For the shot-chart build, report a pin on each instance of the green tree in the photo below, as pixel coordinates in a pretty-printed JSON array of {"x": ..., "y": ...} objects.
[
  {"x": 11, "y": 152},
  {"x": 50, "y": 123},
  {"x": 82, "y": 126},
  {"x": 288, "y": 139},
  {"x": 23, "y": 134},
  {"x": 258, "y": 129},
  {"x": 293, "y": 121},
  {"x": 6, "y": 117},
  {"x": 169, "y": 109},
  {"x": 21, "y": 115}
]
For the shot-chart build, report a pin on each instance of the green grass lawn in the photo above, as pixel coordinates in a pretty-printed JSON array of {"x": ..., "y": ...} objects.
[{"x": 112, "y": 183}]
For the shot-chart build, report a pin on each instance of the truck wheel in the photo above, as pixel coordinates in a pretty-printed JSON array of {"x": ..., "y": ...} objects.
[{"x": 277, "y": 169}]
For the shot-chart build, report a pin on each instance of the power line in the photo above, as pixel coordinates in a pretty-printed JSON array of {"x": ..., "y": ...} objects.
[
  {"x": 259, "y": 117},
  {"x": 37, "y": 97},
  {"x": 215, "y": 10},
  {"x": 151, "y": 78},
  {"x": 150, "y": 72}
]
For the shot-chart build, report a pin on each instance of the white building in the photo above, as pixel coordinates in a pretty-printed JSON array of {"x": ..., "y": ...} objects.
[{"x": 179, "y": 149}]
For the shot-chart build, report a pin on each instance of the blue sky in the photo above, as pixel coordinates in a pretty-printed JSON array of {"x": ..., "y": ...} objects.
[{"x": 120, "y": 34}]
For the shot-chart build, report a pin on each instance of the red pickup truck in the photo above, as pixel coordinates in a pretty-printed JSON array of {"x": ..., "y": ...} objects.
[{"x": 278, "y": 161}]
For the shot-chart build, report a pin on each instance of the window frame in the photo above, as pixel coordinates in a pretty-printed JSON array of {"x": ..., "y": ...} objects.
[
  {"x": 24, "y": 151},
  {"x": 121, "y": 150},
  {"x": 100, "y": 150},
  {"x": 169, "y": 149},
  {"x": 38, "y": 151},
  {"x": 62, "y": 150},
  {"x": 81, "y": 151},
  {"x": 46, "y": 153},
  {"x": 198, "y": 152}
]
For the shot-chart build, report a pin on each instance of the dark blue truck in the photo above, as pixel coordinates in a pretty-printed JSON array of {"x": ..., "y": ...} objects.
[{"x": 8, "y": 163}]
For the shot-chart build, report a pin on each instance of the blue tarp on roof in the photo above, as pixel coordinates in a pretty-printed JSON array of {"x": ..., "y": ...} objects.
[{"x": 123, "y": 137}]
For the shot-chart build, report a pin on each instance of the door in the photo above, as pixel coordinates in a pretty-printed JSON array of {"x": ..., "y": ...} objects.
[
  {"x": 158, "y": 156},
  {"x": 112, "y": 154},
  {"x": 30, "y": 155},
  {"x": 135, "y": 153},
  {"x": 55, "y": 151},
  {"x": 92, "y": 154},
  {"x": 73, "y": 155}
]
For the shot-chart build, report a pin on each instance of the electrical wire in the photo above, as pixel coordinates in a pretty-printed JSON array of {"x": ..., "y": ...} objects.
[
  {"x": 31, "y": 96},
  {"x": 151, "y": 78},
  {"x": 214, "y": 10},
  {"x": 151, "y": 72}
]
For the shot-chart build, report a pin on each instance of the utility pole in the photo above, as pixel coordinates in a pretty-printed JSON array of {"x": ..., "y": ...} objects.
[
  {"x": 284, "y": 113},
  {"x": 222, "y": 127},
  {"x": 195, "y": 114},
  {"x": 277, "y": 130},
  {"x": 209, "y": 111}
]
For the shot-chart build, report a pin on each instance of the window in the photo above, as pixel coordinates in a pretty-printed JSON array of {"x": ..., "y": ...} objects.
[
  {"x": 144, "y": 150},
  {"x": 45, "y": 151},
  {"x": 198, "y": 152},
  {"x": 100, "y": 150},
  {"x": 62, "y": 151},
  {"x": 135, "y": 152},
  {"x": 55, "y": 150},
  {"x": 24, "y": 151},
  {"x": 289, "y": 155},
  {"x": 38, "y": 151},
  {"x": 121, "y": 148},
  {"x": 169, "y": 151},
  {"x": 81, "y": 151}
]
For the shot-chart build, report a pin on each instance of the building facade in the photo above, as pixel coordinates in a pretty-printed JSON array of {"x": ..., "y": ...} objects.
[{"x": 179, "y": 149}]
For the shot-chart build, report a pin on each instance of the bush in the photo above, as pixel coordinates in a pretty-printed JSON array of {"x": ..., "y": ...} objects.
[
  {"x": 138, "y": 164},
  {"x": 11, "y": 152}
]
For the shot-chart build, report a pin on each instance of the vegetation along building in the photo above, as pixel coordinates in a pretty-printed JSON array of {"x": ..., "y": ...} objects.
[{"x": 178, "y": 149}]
########################################
What you have to do: Give back each line above exactly as written.

Task solution:
For the shot-chart build, report a pin on each instance of the green tree in the photo below, as pixel coordinates in a pretty-printed JSON array of {"x": ..., "y": ...} objects.
[
  {"x": 11, "y": 152},
  {"x": 50, "y": 123},
  {"x": 82, "y": 126},
  {"x": 288, "y": 139},
  {"x": 23, "y": 134},
  {"x": 258, "y": 129},
  {"x": 293, "y": 121},
  {"x": 6, "y": 117},
  {"x": 169, "y": 109},
  {"x": 21, "y": 115}
]
For the shot-chart build, report a pin on each instance of the green grass lawn in the photo above, as pixel coordinates in a pretty-printed JSON array of {"x": ..., "y": ...} objects.
[{"x": 112, "y": 183}]
For the shot-chart build, report a pin on each instance of the truck wheel in the photo above, as pixel coordinates in a pretty-printed JSON array of {"x": ..., "y": ...} objects.
[{"x": 277, "y": 169}]
For the shot-chart build, report a pin on each instance of the power line in the photo above, as pixel coordinates in a pretty-printed JSON array of {"x": ..., "y": ...} objects.
[
  {"x": 259, "y": 117},
  {"x": 37, "y": 97},
  {"x": 215, "y": 10},
  {"x": 151, "y": 78},
  {"x": 150, "y": 72}
]
For the shot-chart build, report a pin on each instance of the white building in the photo above, as pixel coordinates in a pretty-printed JSON array of {"x": ..., "y": ...} objects.
[{"x": 179, "y": 149}]
For the shot-chart build, report a pin on each instance of the blue sky in the photo above, as pixel coordinates in a pretty-printed JSON array of {"x": ..., "y": ...} objects.
[{"x": 120, "y": 34}]
For the shot-chart build, report a pin on each instance of the red pickup truck in the photo above, as pixel coordinates in a pretty-printed JSON array of {"x": ..., "y": ...} objects.
[{"x": 278, "y": 161}]
For the shot-chart build, report a pin on each instance of the window frame in the photo above, as pixel coordinates in a pretty-printed JSON array of {"x": ..., "y": ...} objects.
[
  {"x": 24, "y": 151},
  {"x": 121, "y": 150},
  {"x": 100, "y": 150},
  {"x": 169, "y": 149},
  {"x": 38, "y": 151},
  {"x": 62, "y": 150},
  {"x": 81, "y": 151},
  {"x": 46, "y": 153},
  {"x": 198, "y": 152}
]
For the shot-chart build, report a pin on each instance of the dark blue truck in the photo above, as pixel coordinates in a pretty-printed JSON array of {"x": ..., "y": ...} objects.
[{"x": 8, "y": 163}]
For the shot-chart build, report a pin on each instance of the blue tarp on roof in the photo above, as pixel coordinates in a pretty-printed JSON array of {"x": ..., "y": ...} objects.
[{"x": 123, "y": 137}]
For the shot-chart build, report a pin on each instance of the door in the photo above, as pixel coordinates in a pretty-printed JSON array of {"x": ..., "y": ...} objects.
[
  {"x": 158, "y": 156},
  {"x": 112, "y": 154},
  {"x": 30, "y": 155},
  {"x": 135, "y": 153},
  {"x": 55, "y": 151},
  {"x": 92, "y": 154},
  {"x": 73, "y": 155}
]
For the shot-chart build, report a pin on each instance of the electrical wire in the photo above, as pixel coordinates in a pretty-printed JSON array of {"x": ..., "y": ...} objects.
[
  {"x": 31, "y": 96},
  {"x": 151, "y": 78},
  {"x": 214, "y": 10},
  {"x": 151, "y": 72}
]
For the shot-chart build, report a pin on each instance of the utility pole in the photo above, as pixel coordinates in a pretty-printed JSON array of {"x": ..., "y": ...} objects.
[
  {"x": 284, "y": 113},
  {"x": 222, "y": 127},
  {"x": 195, "y": 114},
  {"x": 277, "y": 130},
  {"x": 209, "y": 111}
]
For the shot-chart build, report a pin on each instance of the window in the photo above, as pixel coordinates in a pretty-printed JSON array of {"x": ..., "y": ...} objects.
[
  {"x": 144, "y": 150},
  {"x": 45, "y": 151},
  {"x": 198, "y": 152},
  {"x": 100, "y": 150},
  {"x": 62, "y": 151},
  {"x": 135, "y": 152},
  {"x": 55, "y": 150},
  {"x": 24, "y": 151},
  {"x": 289, "y": 155},
  {"x": 38, "y": 151},
  {"x": 121, "y": 148},
  {"x": 169, "y": 151},
  {"x": 81, "y": 151}
]
For the shot-chart build, report a pin on each instance of the building facade in the photo above, as pixel coordinates in a pretty-printed JSON array of {"x": ..., "y": ...} objects.
[{"x": 179, "y": 149}]
For the shot-chart build, report a pin on each instance of the bush in the photo above, as pixel coordinates in a pretty-printed JSON array of {"x": ..., "y": ...} objects.
[
  {"x": 138, "y": 164},
  {"x": 11, "y": 152}
]
For the shot-chart build, report a pin on each instance of the vegetation along building in the photo above, as pixel coordinates in a pretty-printed JSON array of {"x": ..., "y": ...} objects.
[{"x": 178, "y": 149}]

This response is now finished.